Thursday, July 16, 2009

Goals of Our Meeting

1980 (Probably January 20)
Lakeland
Port Charlotte
Cocoa

Goals of Our Meeting

If I sat where you sit, what would I expect from me, up here? Musing on such a thought stimulated today's topic, "Goals of Our Meeting." Now, I am neither wise enough nor sensitive enough to know the depth or breadth of your expectations. But I can attempt to talk about my own. What do I hope will happen to me because of the experience of worship-spoken word, shared song, wisdom from ancient and modern prophets and poets. How do we deal with the raw stuff from a dangerous world? How do we handle a consciousness of human suffering with few tangible directions available to alleviate or correct the ills which are tearing the fabric of the world?

I do not mind confessing that, for me, the years have not made the task of "preaching" easier. Glib and flashy answers to the difficulties of the human situation are just that, glib and flashy. I resonate to the stage tradition of Shakespeare's Romeo and Juliet. The role of the teen-age Juliet is so demanding, dramatically, that it is said that when an actress achieves the stagecraft and emotional depth to play Juliet, she is too old for the part. I relate to that, from my standpoint.

It is a commonplace among Unitarian Universalists that we are free from imposed ideas. Each of us can choose among the smorgasbord of ideas, principles, and issues presented to us or mix and cook our own. The hazard of such a free religion is that we shall have diversity without unity, freedom without fellowship, ethics without common efforts. I like what educator Robert Ulich wrote (EDUCATION AND THE IDEA OF MANKIND) "Freedom without common goals creates a state of alienation within each person and within the community."

[CJW note: positive thinking – power of negative ideas – but not enough]

However we do it, speech, song, dance, music, dialogue, drama, visual art and symbol, I desire that our meetings together will

(A) extend the horizons of the mind
(B) deepen conscience
(C) create or sustain courage

(A) We extend the horizons of the mind when we actively seek to understand persons, their perceptions and values, particularly when these perceptions and values are difficult to understand or strikingly opposed to our beliefs.

In our fellowship and association we interpret the universality of religion not to mean that there ever has been or ever will be one universal religion. We recognize and respect the beliefs of others even though we would not share their doctrines, rituals, or requirements.

###

■ Short problem 1: Decide whether each statement below agrees with the sermon, answering yes or no and quoting the words of the sermon that settle it. (a) The speaker says the years have made preaching easier. (b) One hope the speaker has for the meetings is that they deepen conscience. (c) The sermon takes the universality of religion to mean that one universal religion will someday exist.
■ Short problem 2: Which educator does the sermon quote on freedom and common goals?
■ Short problem 3: Quote the sermon word for word, from "[CJW note: positive" down to "to our beliefs.".

###

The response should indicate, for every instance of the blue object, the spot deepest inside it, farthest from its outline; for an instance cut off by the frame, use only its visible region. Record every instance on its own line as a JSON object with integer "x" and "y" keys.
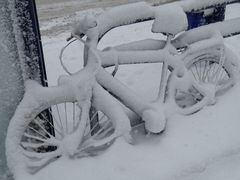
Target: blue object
{"x": 196, "y": 19}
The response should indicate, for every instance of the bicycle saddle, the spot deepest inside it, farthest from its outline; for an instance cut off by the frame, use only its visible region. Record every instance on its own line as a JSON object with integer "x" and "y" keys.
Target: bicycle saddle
{"x": 169, "y": 19}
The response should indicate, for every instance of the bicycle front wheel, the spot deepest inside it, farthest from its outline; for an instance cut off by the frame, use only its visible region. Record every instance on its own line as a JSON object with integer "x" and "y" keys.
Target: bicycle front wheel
{"x": 44, "y": 128}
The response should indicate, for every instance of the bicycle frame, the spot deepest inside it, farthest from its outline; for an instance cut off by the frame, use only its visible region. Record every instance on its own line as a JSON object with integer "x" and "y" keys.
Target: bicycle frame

###

■ Exercise result 1:
(a) No: "the years have not made the task of "preaching" easier."
(b) Yes: "(B) deepen conscience"
(c) No: "not to mean that there ever has been or ever will be one universal religion."

■ Exercise result 2: Robert Ulich, in EDUCATION AND THE IDEA OF MANKIND.

■ Exercise result 3:
[CJW note: positive thinking – power of negative ideas – but not enough]

However we do it, speech, song, dance, music, dialogue, drama, visual art and symbol, I desire that our meetings together will

(A) extend the horizons of the mind
(B) deepen conscience
(C) create or sustain courage

(A) We extend the horizons of the mind when we actively seek to understand persons, their perceptions and values, particularly when these perceptions and values are difficult to understand or strikingly opposed to our beliefs.